> _WHAT YOU SHOULD DO_
Look for the line containing "of the wispy" in the listing below. Retype that line and every subsequent line through the last one, and only those.

——————

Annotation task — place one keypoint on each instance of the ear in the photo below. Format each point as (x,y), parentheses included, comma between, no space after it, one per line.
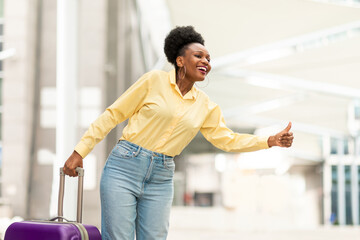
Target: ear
(180,61)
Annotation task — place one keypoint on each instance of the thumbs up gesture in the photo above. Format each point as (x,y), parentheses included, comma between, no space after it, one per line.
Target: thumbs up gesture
(282,139)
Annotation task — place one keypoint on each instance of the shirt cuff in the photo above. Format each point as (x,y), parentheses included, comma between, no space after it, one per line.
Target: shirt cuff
(82,149)
(263,142)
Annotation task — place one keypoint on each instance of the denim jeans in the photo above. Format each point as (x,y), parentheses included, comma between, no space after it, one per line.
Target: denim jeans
(136,191)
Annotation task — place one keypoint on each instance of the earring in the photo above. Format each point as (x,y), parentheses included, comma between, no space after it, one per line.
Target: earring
(206,79)
(183,67)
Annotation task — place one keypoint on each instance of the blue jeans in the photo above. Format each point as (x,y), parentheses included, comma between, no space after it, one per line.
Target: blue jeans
(136,191)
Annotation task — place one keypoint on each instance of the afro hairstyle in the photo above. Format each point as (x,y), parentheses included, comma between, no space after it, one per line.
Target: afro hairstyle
(178,39)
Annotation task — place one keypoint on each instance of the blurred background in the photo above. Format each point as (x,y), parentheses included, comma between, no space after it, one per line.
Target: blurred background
(273,61)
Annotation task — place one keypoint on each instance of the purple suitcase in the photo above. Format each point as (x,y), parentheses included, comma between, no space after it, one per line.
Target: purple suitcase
(52,229)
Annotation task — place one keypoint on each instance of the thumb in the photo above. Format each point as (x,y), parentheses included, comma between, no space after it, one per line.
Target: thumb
(287,129)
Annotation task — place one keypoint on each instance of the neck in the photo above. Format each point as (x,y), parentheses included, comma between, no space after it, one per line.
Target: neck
(184,85)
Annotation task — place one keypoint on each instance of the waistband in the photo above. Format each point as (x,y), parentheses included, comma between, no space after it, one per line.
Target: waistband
(138,149)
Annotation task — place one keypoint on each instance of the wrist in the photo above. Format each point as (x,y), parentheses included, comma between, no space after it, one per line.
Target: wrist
(271,141)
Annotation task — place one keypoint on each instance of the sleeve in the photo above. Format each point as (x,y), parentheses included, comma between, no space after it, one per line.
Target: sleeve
(216,132)
(123,108)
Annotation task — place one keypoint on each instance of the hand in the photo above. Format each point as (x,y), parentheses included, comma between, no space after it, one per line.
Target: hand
(75,160)
(282,139)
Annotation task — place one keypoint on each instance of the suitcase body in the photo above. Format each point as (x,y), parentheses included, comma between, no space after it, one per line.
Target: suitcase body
(55,230)
(41,230)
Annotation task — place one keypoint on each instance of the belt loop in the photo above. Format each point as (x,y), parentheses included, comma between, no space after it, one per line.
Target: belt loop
(138,151)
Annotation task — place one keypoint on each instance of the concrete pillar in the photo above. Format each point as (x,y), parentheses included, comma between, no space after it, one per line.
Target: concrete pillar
(326,181)
(19,33)
(67,104)
(341,183)
(354,182)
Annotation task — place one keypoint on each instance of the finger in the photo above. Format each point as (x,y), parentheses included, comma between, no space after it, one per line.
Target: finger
(288,127)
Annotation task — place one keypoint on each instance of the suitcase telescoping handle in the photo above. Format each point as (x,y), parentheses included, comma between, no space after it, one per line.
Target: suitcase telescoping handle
(80,172)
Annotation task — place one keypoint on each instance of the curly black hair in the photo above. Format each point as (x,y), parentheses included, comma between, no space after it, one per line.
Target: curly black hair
(178,39)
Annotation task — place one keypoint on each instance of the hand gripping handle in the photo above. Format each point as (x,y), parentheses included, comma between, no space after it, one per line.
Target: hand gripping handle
(80,172)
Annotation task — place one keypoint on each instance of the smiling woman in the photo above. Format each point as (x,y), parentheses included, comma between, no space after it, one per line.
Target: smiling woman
(165,112)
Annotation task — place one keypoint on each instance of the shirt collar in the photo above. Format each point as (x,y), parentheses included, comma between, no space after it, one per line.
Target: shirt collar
(189,95)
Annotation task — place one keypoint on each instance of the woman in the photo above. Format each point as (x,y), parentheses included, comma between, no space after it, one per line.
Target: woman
(165,112)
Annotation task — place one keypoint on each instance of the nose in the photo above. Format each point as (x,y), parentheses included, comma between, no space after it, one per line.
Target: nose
(206,62)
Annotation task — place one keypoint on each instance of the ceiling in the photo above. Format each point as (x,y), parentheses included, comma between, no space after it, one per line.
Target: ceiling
(276,61)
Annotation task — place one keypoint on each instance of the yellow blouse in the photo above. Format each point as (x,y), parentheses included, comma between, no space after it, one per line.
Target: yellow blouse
(164,121)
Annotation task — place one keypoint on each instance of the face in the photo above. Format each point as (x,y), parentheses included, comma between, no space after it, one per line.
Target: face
(196,61)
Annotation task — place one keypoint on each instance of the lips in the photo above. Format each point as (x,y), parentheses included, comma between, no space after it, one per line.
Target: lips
(202,69)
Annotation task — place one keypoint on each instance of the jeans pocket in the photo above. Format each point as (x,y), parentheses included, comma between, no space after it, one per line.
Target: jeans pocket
(122,152)
(169,165)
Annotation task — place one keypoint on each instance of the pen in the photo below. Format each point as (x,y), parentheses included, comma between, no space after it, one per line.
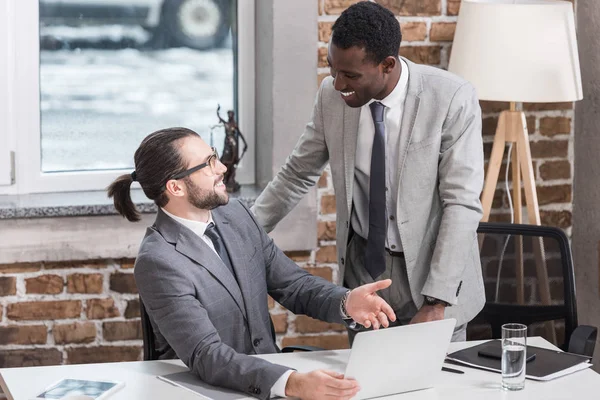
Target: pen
(455,371)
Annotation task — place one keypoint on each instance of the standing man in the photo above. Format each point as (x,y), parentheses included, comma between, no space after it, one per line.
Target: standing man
(404,145)
(205,268)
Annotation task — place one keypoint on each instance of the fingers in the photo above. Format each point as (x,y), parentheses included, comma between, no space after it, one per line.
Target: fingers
(375,286)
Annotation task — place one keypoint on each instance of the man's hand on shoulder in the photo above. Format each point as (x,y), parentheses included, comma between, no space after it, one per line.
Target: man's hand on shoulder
(429,313)
(367,308)
(320,384)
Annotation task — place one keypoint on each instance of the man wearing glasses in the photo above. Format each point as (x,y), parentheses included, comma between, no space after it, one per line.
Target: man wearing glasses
(205,268)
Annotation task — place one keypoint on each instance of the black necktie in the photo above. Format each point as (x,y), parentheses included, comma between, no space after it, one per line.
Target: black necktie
(374,255)
(213,234)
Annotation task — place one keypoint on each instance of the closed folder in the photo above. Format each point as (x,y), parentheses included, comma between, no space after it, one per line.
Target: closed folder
(547,365)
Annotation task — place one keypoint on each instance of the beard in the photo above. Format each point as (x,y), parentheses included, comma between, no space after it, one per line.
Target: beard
(205,199)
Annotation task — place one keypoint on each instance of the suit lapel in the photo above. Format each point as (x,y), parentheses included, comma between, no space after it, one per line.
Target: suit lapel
(409,116)
(350,135)
(189,244)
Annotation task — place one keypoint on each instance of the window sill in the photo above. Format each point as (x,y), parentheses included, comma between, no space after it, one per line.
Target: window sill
(86,203)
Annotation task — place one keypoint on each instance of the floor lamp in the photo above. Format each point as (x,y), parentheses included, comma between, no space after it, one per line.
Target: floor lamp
(518,51)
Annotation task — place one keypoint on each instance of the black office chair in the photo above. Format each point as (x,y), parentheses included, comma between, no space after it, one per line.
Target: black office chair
(150,352)
(532,302)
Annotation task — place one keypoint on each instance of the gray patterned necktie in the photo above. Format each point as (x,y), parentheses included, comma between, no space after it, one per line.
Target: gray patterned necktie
(374,255)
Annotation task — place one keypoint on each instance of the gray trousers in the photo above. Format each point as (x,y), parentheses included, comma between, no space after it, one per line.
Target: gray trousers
(398,295)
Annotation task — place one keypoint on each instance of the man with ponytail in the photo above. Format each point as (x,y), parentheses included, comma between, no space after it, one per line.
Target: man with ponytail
(205,268)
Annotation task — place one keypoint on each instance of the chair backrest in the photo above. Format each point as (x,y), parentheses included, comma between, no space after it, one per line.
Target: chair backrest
(541,255)
(150,352)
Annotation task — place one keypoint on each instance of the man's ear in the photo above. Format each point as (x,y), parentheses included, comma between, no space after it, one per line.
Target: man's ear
(388,64)
(175,188)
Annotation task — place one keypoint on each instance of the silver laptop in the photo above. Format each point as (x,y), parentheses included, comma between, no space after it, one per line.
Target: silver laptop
(400,359)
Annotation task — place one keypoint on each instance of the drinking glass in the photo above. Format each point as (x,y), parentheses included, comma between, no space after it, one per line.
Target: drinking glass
(514,348)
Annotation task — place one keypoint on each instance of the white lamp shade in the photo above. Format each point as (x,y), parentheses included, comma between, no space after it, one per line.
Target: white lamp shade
(518,50)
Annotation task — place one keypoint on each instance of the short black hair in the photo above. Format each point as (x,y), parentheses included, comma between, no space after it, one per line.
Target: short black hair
(369,26)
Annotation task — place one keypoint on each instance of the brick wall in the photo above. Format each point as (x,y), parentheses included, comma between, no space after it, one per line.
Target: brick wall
(81,312)
(427,32)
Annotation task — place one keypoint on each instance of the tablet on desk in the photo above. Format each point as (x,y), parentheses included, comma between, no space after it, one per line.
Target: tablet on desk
(80,388)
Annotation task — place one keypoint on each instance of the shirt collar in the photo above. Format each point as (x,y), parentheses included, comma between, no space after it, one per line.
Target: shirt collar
(398,95)
(198,227)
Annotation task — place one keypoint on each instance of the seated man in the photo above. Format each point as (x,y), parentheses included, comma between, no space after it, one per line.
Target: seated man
(205,267)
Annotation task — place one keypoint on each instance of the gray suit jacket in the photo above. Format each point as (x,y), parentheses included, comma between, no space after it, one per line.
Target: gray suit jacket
(200,313)
(440,179)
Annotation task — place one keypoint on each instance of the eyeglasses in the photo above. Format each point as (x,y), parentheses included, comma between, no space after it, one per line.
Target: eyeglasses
(211,162)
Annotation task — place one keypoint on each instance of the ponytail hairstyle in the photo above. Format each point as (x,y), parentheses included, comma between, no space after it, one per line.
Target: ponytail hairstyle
(156,161)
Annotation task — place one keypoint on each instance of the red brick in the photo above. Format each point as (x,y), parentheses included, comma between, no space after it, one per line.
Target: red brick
(328,204)
(549,148)
(560,219)
(329,342)
(101,308)
(322,57)
(323,179)
(19,267)
(550,170)
(326,230)
(325,31)
(8,285)
(96,264)
(127,263)
(327,254)
(422,54)
(30,358)
(45,284)
(552,126)
(100,354)
(335,7)
(280,322)
(452,7)
(84,283)
(123,283)
(323,272)
(122,330)
(133,309)
(554,194)
(306,324)
(74,333)
(413,31)
(493,106)
(23,334)
(44,310)
(442,31)
(413,7)
(547,106)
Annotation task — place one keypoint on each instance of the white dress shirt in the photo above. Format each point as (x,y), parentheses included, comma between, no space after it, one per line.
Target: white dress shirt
(394,109)
(199,227)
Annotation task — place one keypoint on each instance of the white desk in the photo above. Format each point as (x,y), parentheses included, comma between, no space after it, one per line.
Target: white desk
(141,382)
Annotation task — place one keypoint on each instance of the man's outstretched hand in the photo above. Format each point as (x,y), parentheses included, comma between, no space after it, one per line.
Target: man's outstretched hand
(367,308)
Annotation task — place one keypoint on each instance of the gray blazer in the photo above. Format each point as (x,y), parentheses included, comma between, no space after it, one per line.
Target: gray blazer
(201,315)
(440,179)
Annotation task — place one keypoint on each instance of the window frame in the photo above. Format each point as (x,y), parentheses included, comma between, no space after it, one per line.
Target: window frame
(20,83)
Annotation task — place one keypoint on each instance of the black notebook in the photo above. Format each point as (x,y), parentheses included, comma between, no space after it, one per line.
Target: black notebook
(547,364)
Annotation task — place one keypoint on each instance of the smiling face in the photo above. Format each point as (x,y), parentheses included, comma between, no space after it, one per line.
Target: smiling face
(359,79)
(205,188)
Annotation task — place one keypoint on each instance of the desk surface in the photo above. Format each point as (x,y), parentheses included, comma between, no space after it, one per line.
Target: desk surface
(141,382)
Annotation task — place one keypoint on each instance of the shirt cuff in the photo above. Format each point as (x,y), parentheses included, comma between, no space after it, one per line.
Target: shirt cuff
(278,389)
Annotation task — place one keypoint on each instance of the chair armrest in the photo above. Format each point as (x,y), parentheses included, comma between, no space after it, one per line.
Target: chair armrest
(583,340)
(291,349)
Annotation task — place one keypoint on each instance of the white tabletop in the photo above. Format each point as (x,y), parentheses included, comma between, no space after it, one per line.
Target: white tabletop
(141,382)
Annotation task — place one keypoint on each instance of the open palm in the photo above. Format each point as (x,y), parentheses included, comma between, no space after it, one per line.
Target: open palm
(367,308)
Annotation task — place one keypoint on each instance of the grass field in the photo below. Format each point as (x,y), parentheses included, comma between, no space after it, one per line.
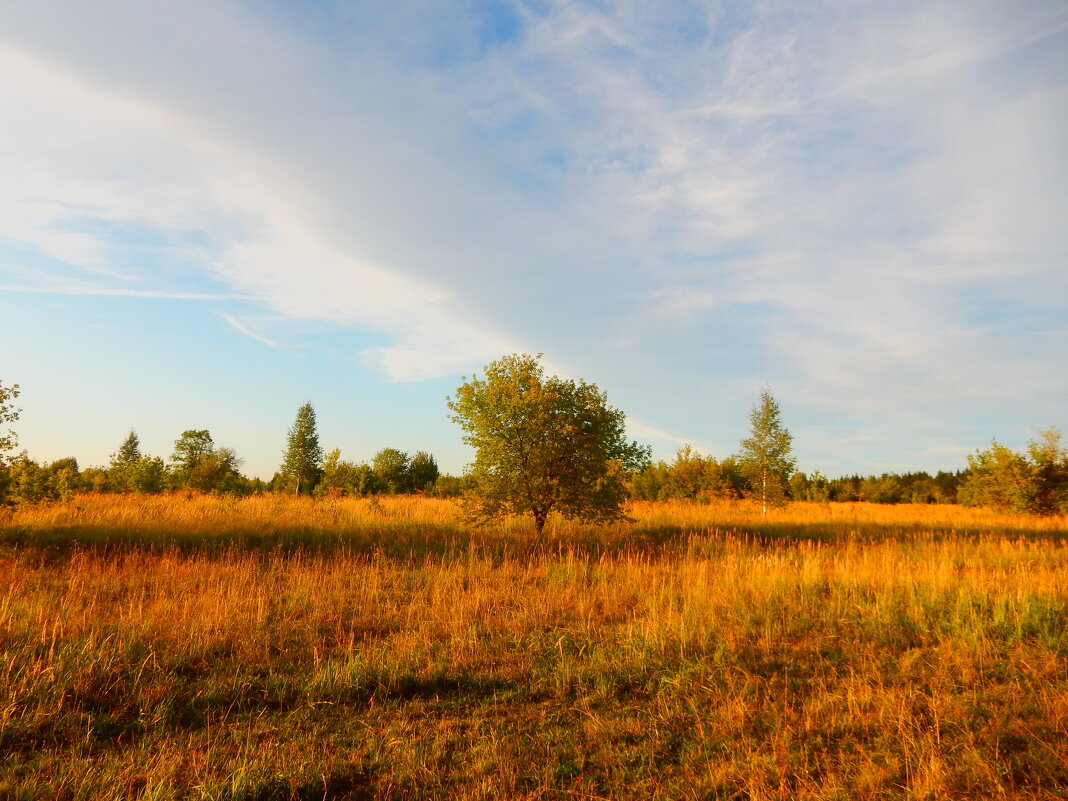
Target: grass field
(272,647)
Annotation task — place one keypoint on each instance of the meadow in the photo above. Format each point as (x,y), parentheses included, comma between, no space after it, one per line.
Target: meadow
(204,647)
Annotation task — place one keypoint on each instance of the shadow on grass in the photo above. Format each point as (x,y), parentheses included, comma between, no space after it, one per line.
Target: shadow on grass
(436,542)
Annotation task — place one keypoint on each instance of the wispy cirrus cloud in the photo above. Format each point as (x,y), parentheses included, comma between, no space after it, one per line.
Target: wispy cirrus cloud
(859,203)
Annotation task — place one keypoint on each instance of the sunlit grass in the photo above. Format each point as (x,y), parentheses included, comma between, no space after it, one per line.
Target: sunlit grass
(701,652)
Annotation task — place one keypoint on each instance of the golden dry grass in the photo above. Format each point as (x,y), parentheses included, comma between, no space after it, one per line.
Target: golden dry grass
(172,647)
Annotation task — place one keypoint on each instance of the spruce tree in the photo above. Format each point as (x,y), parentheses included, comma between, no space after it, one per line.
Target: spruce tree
(302,465)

——————

> _COMPLETED TASK_
Annotation task — place one keypoint on each instance of the wispy cirrus cloud in the photo above. Format each point as (x,y), parentheses included, comma between, no space after it, one per line.
Target: wispy cirrus cloud
(859,203)
Annotation task — place one keypoint on each instance of the sunlit grass in the photo above. Format each point as (x,y), parentheses included, comma between, no space after it, one per line.
Target: sunlit grass
(701,652)
Annotation task — place one keypoint on each instance of the golden dry grass in the photo above. Format each point as (x,y), parentheses included, comma between, no space after it, one per line.
Target: golden dry grass
(172,647)
Annotation task — place one keypoint on each instance of the spruce tree in the photo above. Format each point as (x,y), parentheses included, comma between, no space after it, one per line.
Target: spruce tree
(302,465)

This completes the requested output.